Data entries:
━━━━━━━━━━━━━━━━

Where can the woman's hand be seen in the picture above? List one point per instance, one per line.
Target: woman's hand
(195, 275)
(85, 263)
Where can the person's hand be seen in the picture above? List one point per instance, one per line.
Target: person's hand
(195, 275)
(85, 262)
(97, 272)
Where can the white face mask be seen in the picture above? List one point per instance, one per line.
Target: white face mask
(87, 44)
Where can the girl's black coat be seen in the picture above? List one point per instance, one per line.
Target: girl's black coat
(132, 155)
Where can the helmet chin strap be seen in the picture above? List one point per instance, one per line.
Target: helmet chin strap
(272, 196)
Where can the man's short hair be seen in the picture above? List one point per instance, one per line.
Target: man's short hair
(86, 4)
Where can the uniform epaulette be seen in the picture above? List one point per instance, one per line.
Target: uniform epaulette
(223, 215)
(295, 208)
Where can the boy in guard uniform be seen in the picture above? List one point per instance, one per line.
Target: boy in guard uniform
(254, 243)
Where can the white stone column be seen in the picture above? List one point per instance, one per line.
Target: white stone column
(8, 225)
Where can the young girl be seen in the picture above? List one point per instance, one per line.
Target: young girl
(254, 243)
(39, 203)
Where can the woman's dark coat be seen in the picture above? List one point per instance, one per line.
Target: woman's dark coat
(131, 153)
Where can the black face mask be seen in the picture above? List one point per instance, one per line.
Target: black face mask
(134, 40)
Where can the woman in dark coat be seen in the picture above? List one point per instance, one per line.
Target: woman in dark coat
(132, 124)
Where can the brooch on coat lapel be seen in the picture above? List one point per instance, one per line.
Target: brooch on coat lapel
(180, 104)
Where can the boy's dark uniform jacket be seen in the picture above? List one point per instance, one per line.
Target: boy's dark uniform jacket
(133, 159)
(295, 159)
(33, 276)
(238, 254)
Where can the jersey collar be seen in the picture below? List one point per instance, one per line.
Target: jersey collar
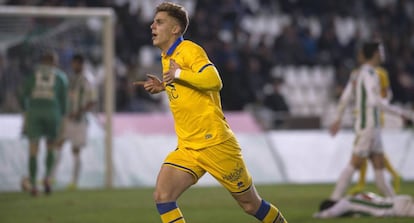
(174, 46)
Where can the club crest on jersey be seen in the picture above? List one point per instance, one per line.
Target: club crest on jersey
(171, 92)
(235, 175)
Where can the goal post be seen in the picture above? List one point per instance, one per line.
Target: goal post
(107, 15)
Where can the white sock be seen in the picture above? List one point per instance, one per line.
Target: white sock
(76, 168)
(383, 185)
(342, 182)
(56, 163)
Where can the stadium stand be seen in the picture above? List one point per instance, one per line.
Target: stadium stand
(311, 44)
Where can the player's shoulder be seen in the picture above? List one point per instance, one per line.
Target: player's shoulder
(192, 46)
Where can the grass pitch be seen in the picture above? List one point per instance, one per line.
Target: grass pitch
(199, 205)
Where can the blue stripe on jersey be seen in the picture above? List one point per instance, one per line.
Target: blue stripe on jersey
(263, 210)
(177, 219)
(204, 67)
(185, 168)
(166, 207)
(175, 44)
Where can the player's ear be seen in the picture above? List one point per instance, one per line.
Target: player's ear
(176, 29)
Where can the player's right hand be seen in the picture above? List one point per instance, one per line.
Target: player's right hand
(153, 85)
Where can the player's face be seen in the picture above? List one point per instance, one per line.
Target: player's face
(76, 66)
(164, 30)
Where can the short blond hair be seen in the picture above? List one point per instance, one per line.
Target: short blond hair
(176, 11)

━━━━━━━━━━━━━━━━

EXERCISE REQUIREMENTS:
Transcribe all the lines above exactly; any image among them is skipped.

WORKED SOLUTION:
Where can the woman's hand be seen in the picture above? List one point per instance, one per line.
Target: woman's hand
(195, 275)
(85, 263)
Where can the person's hand be seen in the picture above? List one point per instance, one per line.
Target: person's hand
(195, 275)
(85, 262)
(97, 272)
Where can the white face mask be seen in the picture above? List one point per instance, one per line.
Target: white face mask
(87, 44)
Where can the girl's black coat be seen in the picture above? List one point per instance, one per line.
Target: girl's black coat
(132, 155)
Where can the helmet chin strap be seen in the picture above? List one point per instance, one per line.
Target: helmet chin strap
(272, 196)
Where can the man's short hair be seen in the picture above? List one point per instance, one per line.
Target: man's short hair
(86, 4)
Where can the uniform epaulette be seen in the picture above? List one point per instance, one per line.
Target: uniform epaulette
(223, 215)
(295, 208)
Where can the boy in guard uniform be seen in the picture above? List one point per instance, one per line.
Target: boy in guard uniform
(254, 243)
Where can the white stone column be seen in the picture above? List one point per instance, one per line.
Target: white stone column
(8, 225)
Where can the young girl be seen in the picture above? List one point per instance, one per line.
Target: young girl
(254, 243)
(39, 203)
Where can the woman's dark coat be seen in the picture above? List one point per instance, one per line.
Target: woman's dark coat
(131, 153)
Where can the black face mask be seen in the picture above? List one point per instance, one per line.
Target: black face mask
(134, 40)
Where can the woman in dark coat be seen in the picture above? List one point per instance, one per line.
Target: woman in dark coat
(132, 124)
Where can the brooch on coat lapel be seen in the picture above? List one point per instance, one per line.
Target: brooch on coat lapel
(180, 104)
Where can the boy's dark uniform jacket be seen in the picture above? List one point per instance, one per line.
Target: boy's dark uniform jacket
(133, 159)
(295, 159)
(33, 276)
(238, 254)
Where can the jersey collar be seen in the picture below? List one point per instance, one per line.
Target: jersey collar
(174, 46)
Where can the club crest on jersey be seen in the picture above? List one point per instance, one per line.
Target: club crest on jersey
(171, 92)
(235, 175)
Where can the goal post be seen in the picture above? List one point per instance, one per line.
Target: goal post
(107, 15)
Where can the white sock be seen in the picture above? List one point per instance, one per line.
Target: white sock
(76, 168)
(383, 185)
(342, 182)
(56, 163)
Where can the stadium stand be seen in the picture above? List one point per instance, one per line.
Target: stadium stand
(311, 44)
Where can the player's shoulder be seen in the picture above? List one point per instance, one per line.
Target: player's shoulder
(192, 46)
Where can the grass pitch be seen in the picture above? List one point per instance, one per line.
Target: grass pitch
(199, 205)
Where can the blue stripe on jersey be seen in the picture above? List one point per instance, one per line.
Target: blue stripe on jersey
(263, 210)
(177, 219)
(204, 67)
(185, 168)
(166, 207)
(175, 44)
Where can the player's ear be seen in the picture above? List one point per instance, one per line.
Target: player's ear
(176, 29)
Where can the player's right hand be seen in the picture above? List one point per instance, one per line.
Target: player's right hand
(153, 85)
Where can the player's face be seen in the picture above? List one point per instance, one per line.
Target: player's face
(76, 66)
(164, 30)
Where can the short blond hair be seen in the picture above? List one point per instance, one per line.
Target: short blond hair
(176, 11)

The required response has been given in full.